Problem to work on => Repeat the listing below line for line, without changing anything.

(Location identification items)
— start —

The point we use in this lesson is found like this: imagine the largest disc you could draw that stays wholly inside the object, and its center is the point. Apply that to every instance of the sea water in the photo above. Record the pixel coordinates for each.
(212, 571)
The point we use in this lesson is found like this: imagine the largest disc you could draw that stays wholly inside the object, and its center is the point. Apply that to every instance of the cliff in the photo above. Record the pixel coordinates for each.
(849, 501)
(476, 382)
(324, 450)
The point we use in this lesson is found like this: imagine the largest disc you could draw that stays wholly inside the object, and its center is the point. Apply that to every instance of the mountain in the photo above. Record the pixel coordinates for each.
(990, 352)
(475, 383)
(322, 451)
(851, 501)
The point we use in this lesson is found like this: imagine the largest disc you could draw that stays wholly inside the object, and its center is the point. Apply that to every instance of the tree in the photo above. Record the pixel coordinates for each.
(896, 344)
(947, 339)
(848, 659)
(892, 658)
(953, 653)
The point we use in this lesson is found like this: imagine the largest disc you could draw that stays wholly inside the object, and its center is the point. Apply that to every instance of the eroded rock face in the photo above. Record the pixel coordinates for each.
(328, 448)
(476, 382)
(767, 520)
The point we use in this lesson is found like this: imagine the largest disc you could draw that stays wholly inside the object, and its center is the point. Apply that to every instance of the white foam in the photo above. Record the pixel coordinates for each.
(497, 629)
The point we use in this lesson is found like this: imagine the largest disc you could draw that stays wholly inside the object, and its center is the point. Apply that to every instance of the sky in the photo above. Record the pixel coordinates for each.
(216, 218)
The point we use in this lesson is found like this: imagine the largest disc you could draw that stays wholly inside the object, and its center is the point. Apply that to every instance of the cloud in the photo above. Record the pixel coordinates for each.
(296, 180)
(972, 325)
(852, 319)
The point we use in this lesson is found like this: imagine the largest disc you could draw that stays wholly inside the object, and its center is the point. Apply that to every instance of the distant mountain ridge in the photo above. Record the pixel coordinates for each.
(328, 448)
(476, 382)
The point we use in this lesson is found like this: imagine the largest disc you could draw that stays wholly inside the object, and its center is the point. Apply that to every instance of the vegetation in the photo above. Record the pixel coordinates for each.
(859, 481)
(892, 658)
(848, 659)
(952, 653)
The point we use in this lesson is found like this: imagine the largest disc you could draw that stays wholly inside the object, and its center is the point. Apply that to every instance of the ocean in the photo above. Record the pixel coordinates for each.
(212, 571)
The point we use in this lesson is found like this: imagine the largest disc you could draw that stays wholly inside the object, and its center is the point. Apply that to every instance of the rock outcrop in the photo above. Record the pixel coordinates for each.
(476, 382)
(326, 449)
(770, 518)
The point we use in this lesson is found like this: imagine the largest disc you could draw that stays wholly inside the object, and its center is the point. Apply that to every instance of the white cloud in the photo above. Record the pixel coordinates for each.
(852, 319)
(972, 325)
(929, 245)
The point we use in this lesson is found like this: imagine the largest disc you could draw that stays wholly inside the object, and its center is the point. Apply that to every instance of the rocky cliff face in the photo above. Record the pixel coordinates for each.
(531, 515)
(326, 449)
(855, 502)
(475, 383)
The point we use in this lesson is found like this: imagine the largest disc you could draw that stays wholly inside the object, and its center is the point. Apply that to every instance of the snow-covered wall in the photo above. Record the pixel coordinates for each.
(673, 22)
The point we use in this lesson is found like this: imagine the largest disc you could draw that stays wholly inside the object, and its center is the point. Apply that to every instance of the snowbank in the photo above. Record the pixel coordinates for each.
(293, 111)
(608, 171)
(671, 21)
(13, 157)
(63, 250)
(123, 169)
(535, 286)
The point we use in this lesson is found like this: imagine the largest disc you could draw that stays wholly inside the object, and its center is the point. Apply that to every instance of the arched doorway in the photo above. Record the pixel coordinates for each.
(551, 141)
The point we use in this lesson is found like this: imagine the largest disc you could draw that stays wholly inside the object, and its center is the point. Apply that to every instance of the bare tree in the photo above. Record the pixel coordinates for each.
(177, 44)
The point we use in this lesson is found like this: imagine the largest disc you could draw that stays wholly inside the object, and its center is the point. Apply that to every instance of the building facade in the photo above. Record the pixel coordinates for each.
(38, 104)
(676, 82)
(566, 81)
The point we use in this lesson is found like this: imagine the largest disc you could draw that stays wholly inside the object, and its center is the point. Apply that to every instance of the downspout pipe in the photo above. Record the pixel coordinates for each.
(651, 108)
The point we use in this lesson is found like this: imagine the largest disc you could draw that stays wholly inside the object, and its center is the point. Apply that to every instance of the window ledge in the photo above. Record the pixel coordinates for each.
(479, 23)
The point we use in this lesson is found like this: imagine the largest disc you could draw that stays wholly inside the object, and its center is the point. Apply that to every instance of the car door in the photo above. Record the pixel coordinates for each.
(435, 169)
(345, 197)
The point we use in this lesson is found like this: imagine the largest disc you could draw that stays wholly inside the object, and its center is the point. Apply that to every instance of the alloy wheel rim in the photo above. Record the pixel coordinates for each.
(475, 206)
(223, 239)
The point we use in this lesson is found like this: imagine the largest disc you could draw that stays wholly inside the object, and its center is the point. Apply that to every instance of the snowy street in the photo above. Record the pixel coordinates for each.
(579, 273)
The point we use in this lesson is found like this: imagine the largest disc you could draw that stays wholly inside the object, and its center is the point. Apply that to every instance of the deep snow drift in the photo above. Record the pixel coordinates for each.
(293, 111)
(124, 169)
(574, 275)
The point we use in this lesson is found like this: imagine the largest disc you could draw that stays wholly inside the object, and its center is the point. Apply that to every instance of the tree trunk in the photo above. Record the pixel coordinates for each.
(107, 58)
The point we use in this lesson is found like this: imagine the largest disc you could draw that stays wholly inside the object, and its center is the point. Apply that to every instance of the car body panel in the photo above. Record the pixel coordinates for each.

— end —

Right answer =>
The point we use in this lesson is found like this: imagine the largest disc you could draw that stays wholly inside the object, and its center is the point. Apply that to every instance of the sea water in the photo above. Record the pixel coordinates for each.
(212, 571)
The point we use in this lesson is found like this: imagine the largest disc you could draw that stays wholly inside the object, and its center is the point. Apply that to every instance of the cliff in the photo above. Record the pixel coordinates for each.
(849, 501)
(476, 382)
(324, 450)
The point we use in this lesson is found like this: imagine the largest disc you could draw that stays wholly inside the object, and its center is the point. Apply that to every instance of the mountain in the photo above. Record the pixel coordinates for each.
(990, 352)
(475, 383)
(322, 451)
(851, 501)
The point we use in this lesson is found like this: imagine the largest disc you could draw that stays wholly inside the object, and its center is the point. Apply that to every instance of the tree in the photo above. Record the pixel coordinates for each.
(896, 344)
(947, 339)
(848, 659)
(892, 658)
(953, 653)
The point we use in this lesson is found like this: imagine the largest disc you could draw that stays wholly inside the object, and its center is the point. Apply that to every instance of the eroded rock face in the photo above. Record the pixel coordinates for each.
(328, 448)
(476, 382)
(767, 520)
The point we use in this lesson is found like this: imagine the largest disc you could draw that stays wholly inside the object, and its center is the point. Apply that to every instance of the white foam in the photo above. Record the pixel coordinates for each.
(497, 629)
The point we use in this lesson is found like this: imagine the largest disc you could draw that stays wholly inside the object, and its center is the point. Apply that to every instance of the sky in the photo above. Record the pixel coordinates for each.
(216, 218)
The point we use in this lesson is found like this: imagine the largest disc you could draw that stays wholly inside the object, and its center is the point. Apply that to every instance of the cloud in the photo above. Record the pixel coordinates for each.
(296, 180)
(972, 325)
(852, 319)
The point we use in this lesson is found like this: imagine the largest disc you could draw that stays wholly inside the object, and its center is the point. Apply that to every instance of the distant mountain ridge in the photo above. Record the pixel coordinates for each.
(328, 448)
(476, 382)
The point we use in this lesson is found like this: imagine the largest disc you could draw that stays wholly inside the object, and its center is the point. Apply that to every instance of the vegetation in the photo above. Record the pixel coordinates for each.
(859, 481)
(892, 658)
(848, 659)
(952, 653)
The point we use in this lesson is found like this: imagine the largest disc you could draw that stays wholly inside the object, and its center is the point. Apply that to every instance of the ocean in the photo above. Record the pixel coordinates for each.
(212, 571)
The point we use in this lesson is found like this: imagine the largest disc you could draw that stays wholly inside the object, and its center is the point. Apply that to every instance of the rock outcrop in the photo above. Record the pixel coordinates for each.
(476, 382)
(326, 449)
(770, 518)
The point we use in this lesson is found like this: imagine the largest disc you could draw that stays wholly inside the object, and its center is the point. Apply that to every instance of the white cloud in the photo above. Record the pixel coordinates for each.
(852, 319)
(972, 325)
(929, 245)
The point we use in this lesson is found like this: imagine the largest disc you could draw that stays wholly inside the object, and its center is the point. Apply that to every instance of the rocky cliff face in the photo above. Record the pixel coordinates for each.
(531, 515)
(326, 449)
(855, 502)
(475, 383)
The point we use in this lesson is found like this: imagine the largest disc you could draw that stays wholly inside the object, and its center is the point. Apply that to every instance of the snow-covered wall in the photo above. Record the pixel coordinates for each.
(673, 22)
The point we use in this lesson is found like this: imagine the largest disc you could draw that stays wholly inside the object, and its center is the point. Apply that to every instance of the snowbank in the photo above. Record the pixel coordinates for each.
(293, 111)
(608, 171)
(671, 21)
(13, 157)
(63, 250)
(123, 169)
(535, 286)
The point we use in this lesson is found like this: imagine the largest disc you could draw that stays wholly inside the object, and its center is the point. Apply that to every instance of the arched doorway in the photo above. Record the pixel coordinates for each.
(551, 141)
The point we use in this lesson is found like this: imagine the largest disc you could draw that stays wholly inside the object, and its center is the point. Apply that to every instance of the bare tree in the photo above. Record the pixel coordinates for each.
(177, 44)
The point we use in this lesson is found like this: imagine the largest disc you could draw that stays wholly inside the object, and its center is the point. Apply that to every instance of the building facade in the photo above. Record the pixel coordinates for each.
(38, 104)
(676, 82)
(566, 81)
The point we use in this lesson is found like this: imagine the largest disc you could draw that stays wholly inside the object, and its center is the point. Apply that to every instance of the downspout pipe in the photo above. Record the pixel coordinates for each.
(651, 108)
The point we use in this lesson is found like this: imagine the largest disc you could draw that stays wholly inside the object, and its center is the point. Apply that to every instance of the window ledge in the photo above. Record the pixel coordinates for each.
(479, 23)
The point we use in this lesson is found like this: imagine the largest disc you could draw that stays wholly inside the object, and its center is the point. Apply that to every instance of the car door in the photo above. Record the pixel coordinates for each.
(435, 169)
(345, 197)
The point we use in this lesson is found like this: imagine the largest disc you could draw that stays wholly inside the object, and its center is the point. Apply that to every instance of the alloy wheel rim in the photo above. Record the pixel coordinates for each.
(475, 206)
(223, 239)
The point we use in this lesson is found like this: imagine the largest disc you could draw that stays wholly inside the object, and its center is the point. Apply that to every instance of the snowy street in the photo above. Record the pixel coordinates for each.
(579, 273)
The point we use in this lesson is found like this: imagine the largest disc you could draw that stays wholly inside the object, and its center is the point. Apply that to every instance of the deep snow drift in the photo above. Record the pixel coordinates for each.
(293, 111)
(124, 169)
(574, 275)
The point we use in this lesson is found like this: imagine the largest disc you could draw that stays wholly inside the object, and its center is the point. Apply that to every instance of the tree trunk in the photo above. Record the pixel coordinates for each.
(107, 58)
The point we use in this lesson is found like this: imagine the largest disc you could draw that stays wholly inside the object, and its center is the point. Apply that to every instance of the car body panel in the photo above. Record the pixel coordinates for each.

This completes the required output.